§ EXERCISE DETAILS
Extend the essay on wineglasses, picking up right after its last sentence.

§ DOCUMENT SECTION
◇ ◇ ◇
Every once in a while, at restaurants with award-winning wine lists like Las Vegas’ Aureole, Veritas in New York City, Paris’ Taillevent or the Glitretind at Stein Eriksen Lodge, I’ll see them. They are carrying small, odd-shaped attaché cases, about the size of bowling ball bags—the telltale sign of an unrepentant wine snob. These customers have brought their own wineglasses into the restaurant.
Why would someone do that? Well, it’s because when it comes to drinking wine, glasses do make a difference. To some folks, they make a big difference. These are the people who only drink wine out of expensive, specialty glasses—even in restaurants.
I never paid much attention to wineglasses until I attended a Riedel wine-tasting seminar seven or eight years ago at Snowbird’s WinterFeast. It was sponsored and conducted by Riedel, an Austrian company that’s been producing fine stemware for 10 generations. The seminar was part sales pitch and part science, and I was skeptical.
To make a long story short, I’m a Riedel convert. Glasses really do matter when you’re drinking wine. Or at least, when you’re paying attention to the wine you’re drinking.
◇ ◇ ◇
§ RECORD SET
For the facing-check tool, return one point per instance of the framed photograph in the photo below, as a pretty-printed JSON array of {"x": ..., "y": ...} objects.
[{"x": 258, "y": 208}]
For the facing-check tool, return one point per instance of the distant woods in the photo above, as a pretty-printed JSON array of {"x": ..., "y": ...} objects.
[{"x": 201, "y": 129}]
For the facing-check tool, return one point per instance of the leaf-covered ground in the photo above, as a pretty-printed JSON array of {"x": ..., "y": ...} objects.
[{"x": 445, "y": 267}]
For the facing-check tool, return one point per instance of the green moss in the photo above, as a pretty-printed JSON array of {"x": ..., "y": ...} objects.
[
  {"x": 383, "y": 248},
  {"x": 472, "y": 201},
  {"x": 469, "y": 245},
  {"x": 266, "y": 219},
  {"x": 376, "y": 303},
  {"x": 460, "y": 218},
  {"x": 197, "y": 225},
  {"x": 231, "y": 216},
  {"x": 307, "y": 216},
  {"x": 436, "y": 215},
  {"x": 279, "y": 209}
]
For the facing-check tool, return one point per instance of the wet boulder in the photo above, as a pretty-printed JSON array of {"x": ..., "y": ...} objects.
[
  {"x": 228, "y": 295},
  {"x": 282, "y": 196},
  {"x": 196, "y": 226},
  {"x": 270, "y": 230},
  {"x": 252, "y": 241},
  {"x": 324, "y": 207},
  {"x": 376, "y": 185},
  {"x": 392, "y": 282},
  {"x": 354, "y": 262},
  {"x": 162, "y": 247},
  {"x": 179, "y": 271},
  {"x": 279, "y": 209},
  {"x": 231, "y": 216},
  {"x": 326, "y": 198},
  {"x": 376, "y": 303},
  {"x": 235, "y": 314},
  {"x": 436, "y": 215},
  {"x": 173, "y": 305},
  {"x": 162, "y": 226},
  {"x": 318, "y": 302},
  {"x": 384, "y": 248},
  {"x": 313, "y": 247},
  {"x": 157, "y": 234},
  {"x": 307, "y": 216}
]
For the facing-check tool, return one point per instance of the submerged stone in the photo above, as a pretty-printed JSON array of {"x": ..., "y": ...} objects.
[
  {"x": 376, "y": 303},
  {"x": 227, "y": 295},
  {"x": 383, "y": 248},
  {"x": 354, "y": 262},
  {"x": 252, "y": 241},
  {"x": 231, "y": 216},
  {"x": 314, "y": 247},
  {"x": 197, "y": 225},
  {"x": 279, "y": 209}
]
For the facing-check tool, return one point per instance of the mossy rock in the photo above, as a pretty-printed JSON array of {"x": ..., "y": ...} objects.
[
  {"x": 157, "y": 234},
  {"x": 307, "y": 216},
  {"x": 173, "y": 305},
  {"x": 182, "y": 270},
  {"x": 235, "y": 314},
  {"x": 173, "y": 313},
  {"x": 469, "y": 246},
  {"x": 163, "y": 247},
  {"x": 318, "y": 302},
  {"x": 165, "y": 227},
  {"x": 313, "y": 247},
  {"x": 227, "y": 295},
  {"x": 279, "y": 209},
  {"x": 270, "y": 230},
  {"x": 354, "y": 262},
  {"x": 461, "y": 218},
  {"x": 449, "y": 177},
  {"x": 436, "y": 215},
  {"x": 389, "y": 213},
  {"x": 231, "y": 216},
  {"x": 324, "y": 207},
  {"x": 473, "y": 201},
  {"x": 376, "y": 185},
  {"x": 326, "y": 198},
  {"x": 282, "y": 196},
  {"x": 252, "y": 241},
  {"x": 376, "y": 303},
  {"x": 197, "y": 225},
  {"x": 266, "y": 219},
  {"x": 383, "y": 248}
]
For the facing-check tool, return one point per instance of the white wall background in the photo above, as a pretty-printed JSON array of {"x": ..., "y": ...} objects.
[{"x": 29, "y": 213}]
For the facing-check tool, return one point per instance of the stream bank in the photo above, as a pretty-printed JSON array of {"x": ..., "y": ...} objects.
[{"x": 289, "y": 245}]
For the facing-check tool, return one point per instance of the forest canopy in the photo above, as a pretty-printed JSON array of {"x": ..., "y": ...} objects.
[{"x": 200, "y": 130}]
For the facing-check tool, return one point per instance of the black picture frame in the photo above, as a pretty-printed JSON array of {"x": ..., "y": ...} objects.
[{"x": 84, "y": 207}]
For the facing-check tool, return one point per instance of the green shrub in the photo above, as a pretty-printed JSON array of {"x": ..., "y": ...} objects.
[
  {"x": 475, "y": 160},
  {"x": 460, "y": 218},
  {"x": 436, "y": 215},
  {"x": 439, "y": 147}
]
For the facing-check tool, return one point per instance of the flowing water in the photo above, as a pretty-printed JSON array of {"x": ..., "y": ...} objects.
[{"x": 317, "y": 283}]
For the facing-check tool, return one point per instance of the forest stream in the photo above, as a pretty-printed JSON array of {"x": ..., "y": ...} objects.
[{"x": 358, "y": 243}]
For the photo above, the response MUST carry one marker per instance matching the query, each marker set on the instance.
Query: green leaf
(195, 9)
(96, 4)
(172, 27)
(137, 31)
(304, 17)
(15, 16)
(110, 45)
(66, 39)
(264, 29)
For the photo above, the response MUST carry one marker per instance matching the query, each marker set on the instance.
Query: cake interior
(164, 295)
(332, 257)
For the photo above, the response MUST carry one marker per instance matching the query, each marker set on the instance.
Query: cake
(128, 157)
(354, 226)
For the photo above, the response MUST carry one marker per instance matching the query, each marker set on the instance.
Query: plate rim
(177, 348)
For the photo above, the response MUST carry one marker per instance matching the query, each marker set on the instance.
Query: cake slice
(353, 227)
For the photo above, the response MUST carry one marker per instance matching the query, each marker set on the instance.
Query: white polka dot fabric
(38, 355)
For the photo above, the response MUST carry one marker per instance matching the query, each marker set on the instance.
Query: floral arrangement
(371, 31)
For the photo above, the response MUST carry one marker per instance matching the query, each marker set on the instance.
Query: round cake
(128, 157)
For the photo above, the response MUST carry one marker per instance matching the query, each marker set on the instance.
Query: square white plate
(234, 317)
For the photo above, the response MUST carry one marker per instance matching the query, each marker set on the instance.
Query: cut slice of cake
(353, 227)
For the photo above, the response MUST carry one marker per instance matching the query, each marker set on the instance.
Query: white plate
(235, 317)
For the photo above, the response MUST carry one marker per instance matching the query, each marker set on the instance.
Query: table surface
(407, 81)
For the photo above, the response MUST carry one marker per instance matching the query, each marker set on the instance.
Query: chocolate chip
◇ ◇ ◇
§ RESPONSE FOR THIS EXERCISE
If you read last week’s Grapevine column about decanting, you know that air is wine’s friend. At least in the short term, most wine benefits from a period of aeration. That can happen in a decanter, but the simplest and easiest way to expose wine to air is in the glass. Providing, that is, that you have the right sort of glass.
Wineglasses in 95 percent of the restaurants I eat in are too small. If there’s a rule of thumb when buying wineglasses, it’s GO BIG. That’s not so you can drink large portions of wine, but so you can pour a decent-sized portion of wine—three to five ounces—without filling up the glass.
You know all the swishing and swirling that you see wine geeks do with their wine? That’s not just a nervous twitch. What they are doing is getting some air into it. Aerating most wine helps to bring out the flavors and aromas of those wines. Unfortunately, most restaurants use small, cheap wineglasses called “jokers” and then fill them to the brim.
Ideally, a wineglass should be able to hold 12 ounces or more. That’s not because you’re going to fill the glass with 12 ounces of wine, but so you’ll have plenty of room for the wine to breathe and to swish and swirl. If you’ve never drunk from a glass like that, it’ll seem huge and unwieldy at first. But, just like you got used to drinking from those silly Margarita glasses in Mexican restaurants, you’ll get used to drinking out of large wineglasses, too.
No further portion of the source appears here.